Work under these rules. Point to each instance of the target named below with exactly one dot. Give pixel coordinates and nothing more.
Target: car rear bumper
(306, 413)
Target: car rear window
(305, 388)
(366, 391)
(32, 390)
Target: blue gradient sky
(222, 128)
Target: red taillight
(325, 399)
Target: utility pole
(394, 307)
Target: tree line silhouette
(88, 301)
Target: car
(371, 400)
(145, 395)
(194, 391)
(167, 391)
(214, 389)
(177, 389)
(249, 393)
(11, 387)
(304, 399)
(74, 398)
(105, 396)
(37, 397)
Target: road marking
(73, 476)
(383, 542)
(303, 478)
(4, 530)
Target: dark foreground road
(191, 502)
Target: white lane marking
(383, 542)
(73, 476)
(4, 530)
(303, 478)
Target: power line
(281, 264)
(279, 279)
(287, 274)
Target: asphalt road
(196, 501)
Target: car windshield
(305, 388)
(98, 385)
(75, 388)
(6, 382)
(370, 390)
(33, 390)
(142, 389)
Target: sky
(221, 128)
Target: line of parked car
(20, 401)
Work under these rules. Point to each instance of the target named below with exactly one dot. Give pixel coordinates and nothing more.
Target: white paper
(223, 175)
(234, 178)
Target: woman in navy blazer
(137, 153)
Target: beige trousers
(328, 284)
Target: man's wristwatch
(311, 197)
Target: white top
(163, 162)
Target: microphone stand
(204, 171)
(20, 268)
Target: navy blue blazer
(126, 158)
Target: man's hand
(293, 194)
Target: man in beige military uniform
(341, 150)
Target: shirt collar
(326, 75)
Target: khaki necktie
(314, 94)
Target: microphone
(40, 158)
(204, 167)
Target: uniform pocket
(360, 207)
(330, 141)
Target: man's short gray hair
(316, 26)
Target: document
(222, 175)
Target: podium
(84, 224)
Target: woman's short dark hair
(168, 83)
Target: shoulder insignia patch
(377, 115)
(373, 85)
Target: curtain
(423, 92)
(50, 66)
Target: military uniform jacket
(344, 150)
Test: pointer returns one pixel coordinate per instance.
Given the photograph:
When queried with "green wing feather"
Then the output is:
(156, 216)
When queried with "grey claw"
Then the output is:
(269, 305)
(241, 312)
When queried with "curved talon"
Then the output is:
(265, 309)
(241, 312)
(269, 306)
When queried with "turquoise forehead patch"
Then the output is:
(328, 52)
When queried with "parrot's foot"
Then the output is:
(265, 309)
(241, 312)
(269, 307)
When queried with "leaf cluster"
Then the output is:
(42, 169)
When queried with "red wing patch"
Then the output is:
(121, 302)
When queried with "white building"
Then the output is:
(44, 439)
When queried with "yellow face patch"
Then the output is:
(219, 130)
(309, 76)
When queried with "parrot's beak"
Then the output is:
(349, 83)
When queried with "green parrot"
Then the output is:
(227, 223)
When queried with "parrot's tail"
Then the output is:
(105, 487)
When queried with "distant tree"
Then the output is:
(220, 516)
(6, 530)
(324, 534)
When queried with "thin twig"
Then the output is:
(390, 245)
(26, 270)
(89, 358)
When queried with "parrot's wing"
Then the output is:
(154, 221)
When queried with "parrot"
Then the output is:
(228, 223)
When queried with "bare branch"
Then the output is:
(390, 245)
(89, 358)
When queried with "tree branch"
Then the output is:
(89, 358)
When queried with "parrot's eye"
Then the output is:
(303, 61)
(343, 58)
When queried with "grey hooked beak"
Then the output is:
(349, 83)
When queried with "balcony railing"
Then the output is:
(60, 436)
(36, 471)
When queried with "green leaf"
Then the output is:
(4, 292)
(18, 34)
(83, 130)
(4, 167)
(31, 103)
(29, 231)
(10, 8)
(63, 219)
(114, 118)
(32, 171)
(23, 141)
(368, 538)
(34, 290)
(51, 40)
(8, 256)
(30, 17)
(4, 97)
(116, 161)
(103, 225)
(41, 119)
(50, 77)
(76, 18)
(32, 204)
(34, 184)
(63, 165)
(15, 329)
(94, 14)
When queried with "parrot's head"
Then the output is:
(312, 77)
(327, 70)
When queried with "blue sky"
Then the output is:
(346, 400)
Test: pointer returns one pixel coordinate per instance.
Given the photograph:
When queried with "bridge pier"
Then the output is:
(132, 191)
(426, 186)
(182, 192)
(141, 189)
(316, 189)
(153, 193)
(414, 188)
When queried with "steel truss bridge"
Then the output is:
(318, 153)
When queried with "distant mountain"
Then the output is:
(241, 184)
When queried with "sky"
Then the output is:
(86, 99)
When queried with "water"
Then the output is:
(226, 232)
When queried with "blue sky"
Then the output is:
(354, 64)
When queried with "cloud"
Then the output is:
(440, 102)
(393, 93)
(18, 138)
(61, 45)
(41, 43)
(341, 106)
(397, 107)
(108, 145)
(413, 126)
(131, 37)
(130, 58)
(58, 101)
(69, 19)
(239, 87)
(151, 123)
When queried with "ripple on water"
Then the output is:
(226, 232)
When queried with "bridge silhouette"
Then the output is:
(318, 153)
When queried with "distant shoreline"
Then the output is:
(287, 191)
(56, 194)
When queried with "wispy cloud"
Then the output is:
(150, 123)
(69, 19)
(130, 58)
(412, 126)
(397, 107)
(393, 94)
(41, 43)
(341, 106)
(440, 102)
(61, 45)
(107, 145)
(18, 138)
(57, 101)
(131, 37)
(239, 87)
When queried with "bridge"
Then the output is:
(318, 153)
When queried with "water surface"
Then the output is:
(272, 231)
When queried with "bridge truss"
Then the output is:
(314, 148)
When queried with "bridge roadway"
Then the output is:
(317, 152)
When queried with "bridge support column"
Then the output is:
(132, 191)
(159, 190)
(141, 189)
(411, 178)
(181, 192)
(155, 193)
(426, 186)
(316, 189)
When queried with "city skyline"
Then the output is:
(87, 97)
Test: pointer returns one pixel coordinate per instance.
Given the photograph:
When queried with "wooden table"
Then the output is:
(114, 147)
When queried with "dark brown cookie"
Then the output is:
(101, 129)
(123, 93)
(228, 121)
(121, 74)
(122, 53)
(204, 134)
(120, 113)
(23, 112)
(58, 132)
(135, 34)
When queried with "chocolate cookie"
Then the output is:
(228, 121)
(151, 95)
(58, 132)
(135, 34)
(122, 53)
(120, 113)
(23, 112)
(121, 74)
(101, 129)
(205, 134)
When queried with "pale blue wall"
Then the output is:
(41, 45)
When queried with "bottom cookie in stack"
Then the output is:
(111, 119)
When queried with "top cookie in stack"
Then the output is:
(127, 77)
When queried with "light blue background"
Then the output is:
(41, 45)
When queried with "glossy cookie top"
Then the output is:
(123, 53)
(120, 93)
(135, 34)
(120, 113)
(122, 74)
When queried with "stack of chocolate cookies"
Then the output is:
━━━━━━━━━━━━━━━━━━━━
__ASSIGNMENT__. Whenever the word "distant" occurs in a line of the records, that line counts once; state the total alone.

__TASK ANSWER__. 3